Entries drawn from a collection:
───
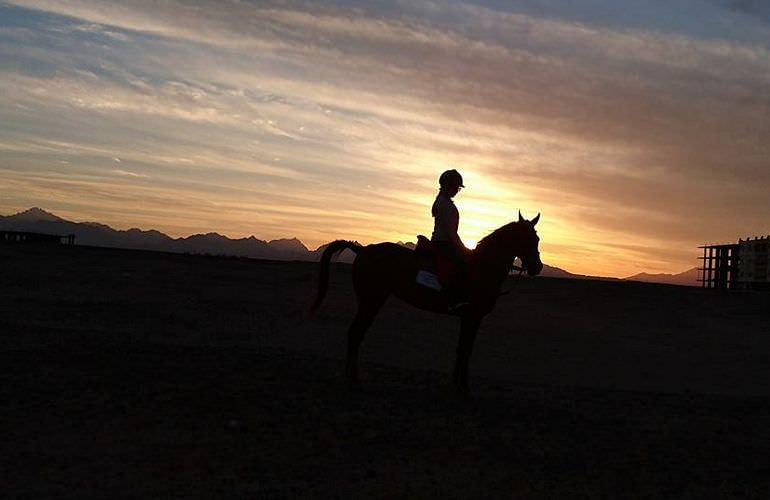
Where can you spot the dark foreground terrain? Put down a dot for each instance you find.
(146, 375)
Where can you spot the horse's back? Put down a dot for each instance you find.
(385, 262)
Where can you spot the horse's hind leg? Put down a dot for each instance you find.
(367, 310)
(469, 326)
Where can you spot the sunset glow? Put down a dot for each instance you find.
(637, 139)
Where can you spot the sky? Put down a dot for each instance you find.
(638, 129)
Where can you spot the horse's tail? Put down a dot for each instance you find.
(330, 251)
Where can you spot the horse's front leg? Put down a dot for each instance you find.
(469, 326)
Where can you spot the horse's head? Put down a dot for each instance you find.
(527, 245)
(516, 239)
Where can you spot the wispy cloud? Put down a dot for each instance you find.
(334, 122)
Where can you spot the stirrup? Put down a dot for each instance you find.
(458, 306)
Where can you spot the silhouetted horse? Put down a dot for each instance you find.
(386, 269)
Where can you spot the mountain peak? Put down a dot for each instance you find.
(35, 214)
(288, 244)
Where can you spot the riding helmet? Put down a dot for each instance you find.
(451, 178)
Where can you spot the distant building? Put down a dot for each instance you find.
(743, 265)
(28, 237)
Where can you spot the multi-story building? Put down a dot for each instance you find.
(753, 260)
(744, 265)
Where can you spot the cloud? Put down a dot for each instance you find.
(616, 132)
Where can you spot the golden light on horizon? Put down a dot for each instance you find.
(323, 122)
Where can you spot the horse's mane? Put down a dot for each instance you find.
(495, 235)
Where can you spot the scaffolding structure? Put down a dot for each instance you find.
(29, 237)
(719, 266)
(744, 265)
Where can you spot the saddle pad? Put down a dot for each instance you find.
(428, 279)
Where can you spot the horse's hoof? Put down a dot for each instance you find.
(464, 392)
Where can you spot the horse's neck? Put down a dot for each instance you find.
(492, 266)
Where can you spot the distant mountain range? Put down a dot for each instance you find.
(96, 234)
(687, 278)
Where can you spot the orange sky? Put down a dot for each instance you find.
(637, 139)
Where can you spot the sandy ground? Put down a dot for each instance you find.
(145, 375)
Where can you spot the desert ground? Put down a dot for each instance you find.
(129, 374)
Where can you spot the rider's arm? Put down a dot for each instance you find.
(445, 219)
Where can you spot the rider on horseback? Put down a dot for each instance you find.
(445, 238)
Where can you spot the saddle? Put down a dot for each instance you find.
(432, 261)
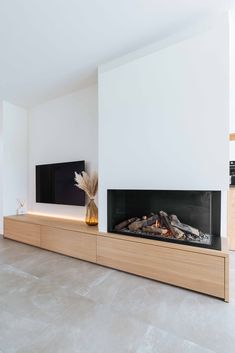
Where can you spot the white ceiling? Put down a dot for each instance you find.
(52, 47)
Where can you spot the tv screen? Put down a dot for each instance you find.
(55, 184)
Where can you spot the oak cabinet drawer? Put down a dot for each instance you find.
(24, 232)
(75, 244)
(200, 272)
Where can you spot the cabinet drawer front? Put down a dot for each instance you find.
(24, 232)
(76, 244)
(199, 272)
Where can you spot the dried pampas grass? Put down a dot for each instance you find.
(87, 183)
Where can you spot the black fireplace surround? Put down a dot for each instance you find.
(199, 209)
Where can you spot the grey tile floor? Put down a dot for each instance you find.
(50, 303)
───
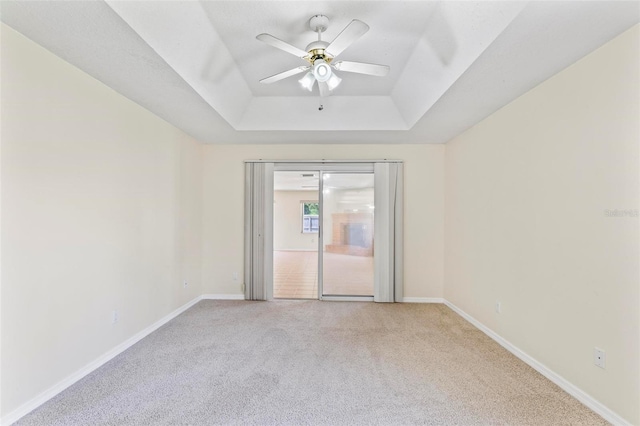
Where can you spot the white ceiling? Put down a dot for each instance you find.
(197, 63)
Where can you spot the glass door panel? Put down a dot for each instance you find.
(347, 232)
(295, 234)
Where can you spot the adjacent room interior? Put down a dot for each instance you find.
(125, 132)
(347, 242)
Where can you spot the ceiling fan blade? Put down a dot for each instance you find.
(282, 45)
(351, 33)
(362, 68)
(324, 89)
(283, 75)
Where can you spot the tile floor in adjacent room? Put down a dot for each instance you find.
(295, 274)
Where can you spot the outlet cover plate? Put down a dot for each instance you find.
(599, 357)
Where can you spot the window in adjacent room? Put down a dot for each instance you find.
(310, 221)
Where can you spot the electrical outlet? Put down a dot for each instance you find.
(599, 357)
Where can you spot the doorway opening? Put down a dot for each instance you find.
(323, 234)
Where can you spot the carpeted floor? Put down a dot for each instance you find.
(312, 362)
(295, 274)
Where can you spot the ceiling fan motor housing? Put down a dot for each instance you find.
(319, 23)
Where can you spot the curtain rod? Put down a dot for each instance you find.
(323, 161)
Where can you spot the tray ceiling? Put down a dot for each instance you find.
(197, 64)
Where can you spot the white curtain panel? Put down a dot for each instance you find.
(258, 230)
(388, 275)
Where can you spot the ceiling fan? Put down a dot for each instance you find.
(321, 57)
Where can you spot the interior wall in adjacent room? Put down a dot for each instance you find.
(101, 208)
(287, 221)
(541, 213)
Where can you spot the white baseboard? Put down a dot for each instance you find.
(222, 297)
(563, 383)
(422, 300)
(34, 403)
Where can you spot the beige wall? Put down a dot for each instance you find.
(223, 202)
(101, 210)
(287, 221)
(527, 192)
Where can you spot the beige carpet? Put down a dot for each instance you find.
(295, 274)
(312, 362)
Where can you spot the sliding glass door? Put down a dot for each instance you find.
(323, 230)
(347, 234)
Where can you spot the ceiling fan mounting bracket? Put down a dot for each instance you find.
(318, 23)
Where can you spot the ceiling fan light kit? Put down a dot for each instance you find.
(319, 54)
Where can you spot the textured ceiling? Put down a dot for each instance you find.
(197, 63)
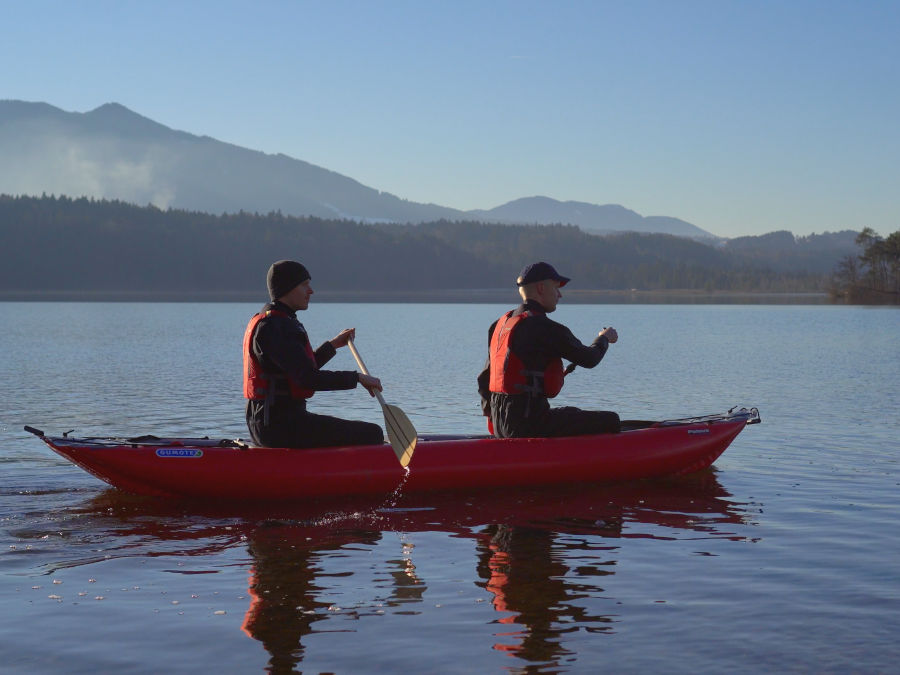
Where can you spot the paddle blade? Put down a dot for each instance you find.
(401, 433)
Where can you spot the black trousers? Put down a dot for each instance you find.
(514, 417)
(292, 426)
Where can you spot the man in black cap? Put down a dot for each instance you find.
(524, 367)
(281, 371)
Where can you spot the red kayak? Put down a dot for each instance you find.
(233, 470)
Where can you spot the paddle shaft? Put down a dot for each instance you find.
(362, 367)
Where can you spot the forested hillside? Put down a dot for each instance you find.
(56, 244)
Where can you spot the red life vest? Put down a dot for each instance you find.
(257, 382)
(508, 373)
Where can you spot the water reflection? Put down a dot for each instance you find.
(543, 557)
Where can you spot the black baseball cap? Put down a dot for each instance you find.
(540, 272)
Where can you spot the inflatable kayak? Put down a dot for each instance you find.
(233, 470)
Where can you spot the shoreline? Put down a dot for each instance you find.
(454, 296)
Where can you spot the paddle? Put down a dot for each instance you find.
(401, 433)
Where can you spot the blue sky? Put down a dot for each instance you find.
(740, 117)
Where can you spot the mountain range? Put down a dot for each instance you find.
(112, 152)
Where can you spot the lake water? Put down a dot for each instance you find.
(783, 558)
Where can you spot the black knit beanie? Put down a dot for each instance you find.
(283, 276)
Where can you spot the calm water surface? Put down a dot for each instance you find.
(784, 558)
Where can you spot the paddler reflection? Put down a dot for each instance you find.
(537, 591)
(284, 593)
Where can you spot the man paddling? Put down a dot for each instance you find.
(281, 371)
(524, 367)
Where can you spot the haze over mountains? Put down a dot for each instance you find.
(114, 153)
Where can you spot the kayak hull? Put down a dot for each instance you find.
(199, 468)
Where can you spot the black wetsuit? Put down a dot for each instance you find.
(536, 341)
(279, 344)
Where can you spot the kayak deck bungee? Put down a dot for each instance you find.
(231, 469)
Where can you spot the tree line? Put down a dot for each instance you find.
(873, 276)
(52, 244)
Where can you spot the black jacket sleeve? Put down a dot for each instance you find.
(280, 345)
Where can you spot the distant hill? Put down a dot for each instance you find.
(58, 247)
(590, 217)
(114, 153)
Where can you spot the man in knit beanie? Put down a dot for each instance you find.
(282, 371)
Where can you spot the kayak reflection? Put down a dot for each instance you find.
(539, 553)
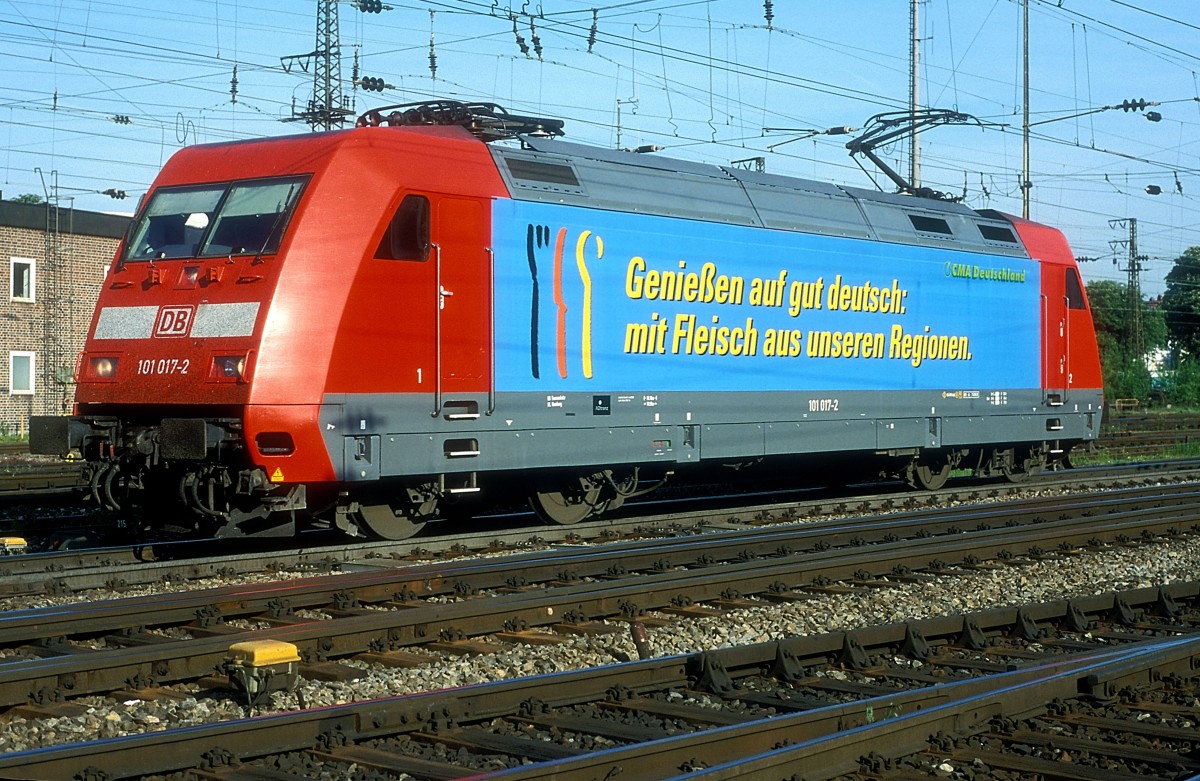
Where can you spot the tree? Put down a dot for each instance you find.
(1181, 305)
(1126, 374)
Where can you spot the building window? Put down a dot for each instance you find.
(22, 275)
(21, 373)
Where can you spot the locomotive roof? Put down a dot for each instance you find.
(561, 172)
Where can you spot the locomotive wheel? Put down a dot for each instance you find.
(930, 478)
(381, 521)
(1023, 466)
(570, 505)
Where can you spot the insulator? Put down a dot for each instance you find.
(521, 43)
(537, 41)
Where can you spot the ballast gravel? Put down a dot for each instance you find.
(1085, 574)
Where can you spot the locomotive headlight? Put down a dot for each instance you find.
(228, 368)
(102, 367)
───
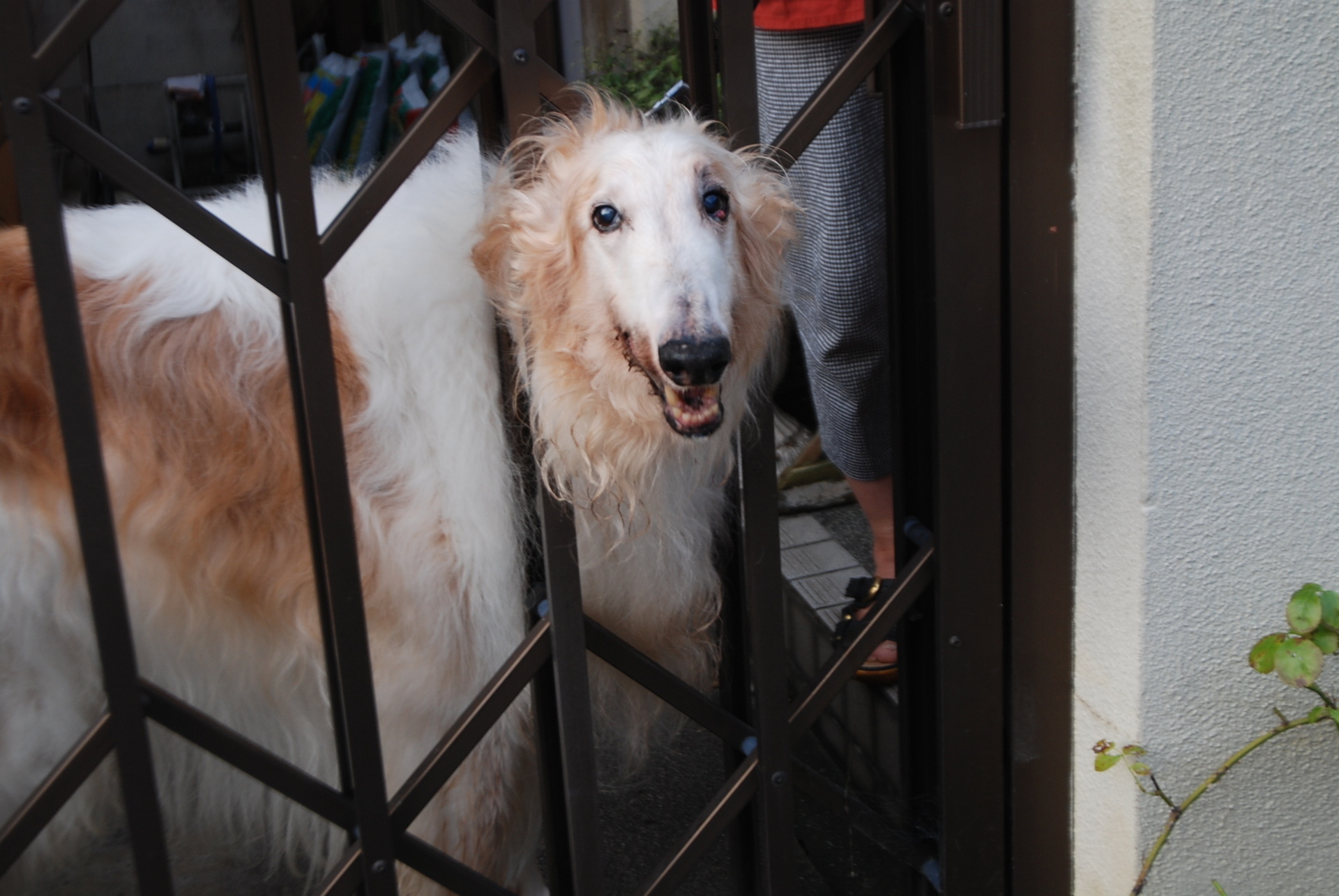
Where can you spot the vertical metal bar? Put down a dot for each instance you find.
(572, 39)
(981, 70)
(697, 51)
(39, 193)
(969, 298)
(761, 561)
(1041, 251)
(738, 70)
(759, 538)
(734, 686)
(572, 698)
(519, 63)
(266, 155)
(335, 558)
───
Task brief ::
Rewrite the entries above as a JSON list of strings, one string per line and no blank lines, starting at the line containing "Where can you spot the insulator?" and ending at the line containing "(1085, 574)", both lines included.

Solution for this exercise ::
[
  "Where can you spot the insulator? Put down a dot for each instance you find.",
  "(521, 43)",
  "(537, 41)",
  "Where can you spot the ballast gravel? Put down a dot for each instance you find.",
  "(1085, 574)"
]